Task objective: Write out all of the entries exactly, please.

:: Records shown

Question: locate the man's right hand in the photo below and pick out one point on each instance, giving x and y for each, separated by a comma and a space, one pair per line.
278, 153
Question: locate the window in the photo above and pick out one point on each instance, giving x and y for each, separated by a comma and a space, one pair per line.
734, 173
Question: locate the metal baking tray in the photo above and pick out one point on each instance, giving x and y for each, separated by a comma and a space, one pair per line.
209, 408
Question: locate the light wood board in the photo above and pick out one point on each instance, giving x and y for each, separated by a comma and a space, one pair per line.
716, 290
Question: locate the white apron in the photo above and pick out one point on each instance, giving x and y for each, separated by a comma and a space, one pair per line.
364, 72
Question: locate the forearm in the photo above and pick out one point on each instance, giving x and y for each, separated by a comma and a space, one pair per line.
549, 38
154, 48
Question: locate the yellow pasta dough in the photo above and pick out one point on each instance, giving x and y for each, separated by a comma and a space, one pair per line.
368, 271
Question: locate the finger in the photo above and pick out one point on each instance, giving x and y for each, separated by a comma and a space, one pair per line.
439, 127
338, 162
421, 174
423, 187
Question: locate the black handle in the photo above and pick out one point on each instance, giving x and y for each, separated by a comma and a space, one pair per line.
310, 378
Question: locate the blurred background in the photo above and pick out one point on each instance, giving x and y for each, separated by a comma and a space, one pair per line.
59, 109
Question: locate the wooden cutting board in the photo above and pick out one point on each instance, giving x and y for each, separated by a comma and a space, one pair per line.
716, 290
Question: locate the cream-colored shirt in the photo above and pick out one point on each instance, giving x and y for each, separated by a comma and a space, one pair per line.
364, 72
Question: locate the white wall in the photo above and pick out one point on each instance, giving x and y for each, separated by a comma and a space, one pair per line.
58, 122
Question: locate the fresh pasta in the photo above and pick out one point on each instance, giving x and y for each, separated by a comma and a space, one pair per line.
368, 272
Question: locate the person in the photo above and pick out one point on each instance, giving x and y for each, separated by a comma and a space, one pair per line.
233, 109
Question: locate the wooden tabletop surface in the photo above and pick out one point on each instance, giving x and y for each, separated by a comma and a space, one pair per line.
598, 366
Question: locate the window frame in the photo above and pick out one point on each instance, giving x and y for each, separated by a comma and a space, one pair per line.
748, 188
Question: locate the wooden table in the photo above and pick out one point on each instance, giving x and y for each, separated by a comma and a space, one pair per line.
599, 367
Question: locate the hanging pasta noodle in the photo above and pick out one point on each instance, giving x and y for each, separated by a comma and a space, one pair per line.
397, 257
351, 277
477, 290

::::

Solution to the exercise:
Question: locate the man's right hand in the photo below and pick out one point on each instance, giving x and y for each, separated by a comma and a space, one pair per line.
278, 153
Question: locate the window in the photo above and pick out one point on each instance, giving x and y for each, separated by a comma and a space, one pair per line.
734, 173
Question: locate the metal baking tray in the photo above and pick out one point on each instance, giving x and y for each, separated by a comma and a space, one pair per line.
209, 408
Question: locate the light wood board in the photo above and pick out one point on each instance, giving x and y for each, separated by a comma and a space, one pair per line.
716, 290
Question: locate the white apron in the photo above and pick out one point on each instance, giving x and y for each, separated by a comma and a space, one pair per line.
364, 72
Question: locate the forearm in the photo above and pick out one point on each instance, giving x and y for each, separated by a comma and a space, one pair per line.
549, 38
154, 48
Question: locate the yellow pasta dough in the photo above and pick out one point on each instance, giving x and y for each, separated by a comma and a space, one pair per line.
368, 271
Question: locate the finger in the photo above and pick out one point on each instance, giving x and y for each, separated by a comma and a space, one pair per line.
439, 127
338, 162
421, 174
423, 187
Question: locate the black handle in the photo above and pick out one point on each instance, giving x and y for each, separated by a comma and a space, one pair per line.
310, 378
Question: locate the blurred background in the photo above and pick out one point on each instance, giving x and y for each, separated by a comma and a space, one pair per line.
59, 109
Question: locate the wooden cutting board in the photo above and pick out one point on each instance, giving x and y for each, separated by a comma and a space, one pair per line.
716, 290
Question: locate the cream-colored shirt in the photo above and pick out one point on each instance, giving x and y for each, separated by a comma and a space, one pair per line.
364, 72
Question: locate the white wall in the photo above and pick out one point on each instance, giving x and y for each, separated by a comma and a space, one pair per line.
58, 122
Question: locate the fresh pasta in the photo above and pick out one point on each instance, giving x and y for each, separated by a comma and a space, one pair per line.
368, 272
Question: locate the person in the photo above and pick out one point on each instance, giving x and y for each, separated by a comma and a space, one pair per line.
233, 109
Question: locate the wooden tabletop surface in the photo above and pick out one point on each instance, giving x and y for each, separated by a comma and a space, one pair per line.
598, 366
Question: locate the window frame in the photo above and pick out one point on each instance, giving x and y for each, separated by a comma and a space, one pair per line.
748, 188
Question: locate the wooden table in the photo above and pick out one point on each instance, giving x and y for each, separated by a comma and a space, one pair per line.
599, 367
Question: locate the hanging pasta noodle in the photo above and pick out one point on each instance, giving x and y for each, separated by a comma and a space, one pair per line.
397, 257
351, 277
477, 290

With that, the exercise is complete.